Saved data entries
____________________

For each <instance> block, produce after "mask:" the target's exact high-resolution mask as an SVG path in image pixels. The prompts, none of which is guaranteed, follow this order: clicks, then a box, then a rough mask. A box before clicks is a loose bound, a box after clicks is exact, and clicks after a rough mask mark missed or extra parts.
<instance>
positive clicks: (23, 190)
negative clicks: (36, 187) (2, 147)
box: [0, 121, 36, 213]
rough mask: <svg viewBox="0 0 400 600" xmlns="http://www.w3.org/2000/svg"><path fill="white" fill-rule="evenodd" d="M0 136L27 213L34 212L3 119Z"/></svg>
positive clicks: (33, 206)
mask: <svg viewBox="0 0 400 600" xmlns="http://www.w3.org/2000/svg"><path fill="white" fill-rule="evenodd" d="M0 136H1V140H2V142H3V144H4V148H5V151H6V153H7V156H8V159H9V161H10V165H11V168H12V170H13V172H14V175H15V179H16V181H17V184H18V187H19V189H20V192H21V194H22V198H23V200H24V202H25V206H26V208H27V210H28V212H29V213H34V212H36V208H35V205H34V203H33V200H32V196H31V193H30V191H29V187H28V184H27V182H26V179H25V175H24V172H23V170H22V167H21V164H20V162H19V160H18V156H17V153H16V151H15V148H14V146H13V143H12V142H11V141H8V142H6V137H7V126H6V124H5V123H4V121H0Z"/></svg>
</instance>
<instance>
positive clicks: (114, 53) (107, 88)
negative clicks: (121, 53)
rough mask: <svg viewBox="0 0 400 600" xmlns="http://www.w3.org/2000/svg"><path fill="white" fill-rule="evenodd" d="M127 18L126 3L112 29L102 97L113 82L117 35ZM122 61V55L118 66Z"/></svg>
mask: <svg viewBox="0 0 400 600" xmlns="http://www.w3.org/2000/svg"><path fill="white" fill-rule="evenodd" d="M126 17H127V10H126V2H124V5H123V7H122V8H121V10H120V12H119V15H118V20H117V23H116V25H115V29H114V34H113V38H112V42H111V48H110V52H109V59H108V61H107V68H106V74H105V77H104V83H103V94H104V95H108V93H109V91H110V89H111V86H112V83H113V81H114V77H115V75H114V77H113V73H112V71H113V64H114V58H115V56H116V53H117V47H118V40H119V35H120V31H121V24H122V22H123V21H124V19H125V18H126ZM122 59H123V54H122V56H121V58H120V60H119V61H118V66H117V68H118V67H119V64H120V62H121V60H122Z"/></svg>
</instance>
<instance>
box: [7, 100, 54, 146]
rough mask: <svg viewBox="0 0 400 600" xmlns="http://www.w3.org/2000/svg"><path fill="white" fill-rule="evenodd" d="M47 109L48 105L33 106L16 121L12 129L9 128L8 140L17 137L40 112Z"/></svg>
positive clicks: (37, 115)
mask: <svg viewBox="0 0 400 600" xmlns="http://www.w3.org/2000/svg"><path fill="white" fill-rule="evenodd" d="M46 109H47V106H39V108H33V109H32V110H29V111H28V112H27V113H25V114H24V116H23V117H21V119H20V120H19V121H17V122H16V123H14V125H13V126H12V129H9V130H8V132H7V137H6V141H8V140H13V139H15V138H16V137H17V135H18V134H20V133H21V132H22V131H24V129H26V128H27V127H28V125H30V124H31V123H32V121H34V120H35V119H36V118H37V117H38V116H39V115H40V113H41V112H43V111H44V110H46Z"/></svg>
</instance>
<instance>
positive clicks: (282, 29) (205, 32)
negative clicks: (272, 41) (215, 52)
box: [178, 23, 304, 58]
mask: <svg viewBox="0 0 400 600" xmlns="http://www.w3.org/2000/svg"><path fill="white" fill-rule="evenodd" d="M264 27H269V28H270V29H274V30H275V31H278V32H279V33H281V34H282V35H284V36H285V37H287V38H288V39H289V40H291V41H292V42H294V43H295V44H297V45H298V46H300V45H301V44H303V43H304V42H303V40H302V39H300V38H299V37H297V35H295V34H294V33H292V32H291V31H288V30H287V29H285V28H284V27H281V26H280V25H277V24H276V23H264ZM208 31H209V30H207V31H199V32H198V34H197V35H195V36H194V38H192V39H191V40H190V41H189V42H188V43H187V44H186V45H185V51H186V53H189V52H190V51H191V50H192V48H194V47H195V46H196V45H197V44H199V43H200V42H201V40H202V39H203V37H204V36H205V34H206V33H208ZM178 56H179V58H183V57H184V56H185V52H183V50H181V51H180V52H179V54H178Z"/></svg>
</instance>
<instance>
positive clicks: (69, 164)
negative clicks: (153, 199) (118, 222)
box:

____________________

Try it: Find each line in the records that contains the string "negative", matching case exactly, and copy those lines.

Your response:
negative clicks: (36, 187) (2, 147)
negative clicks: (121, 53)
negative clicks: (272, 41) (215, 52)
negative clicks: (153, 199) (118, 222)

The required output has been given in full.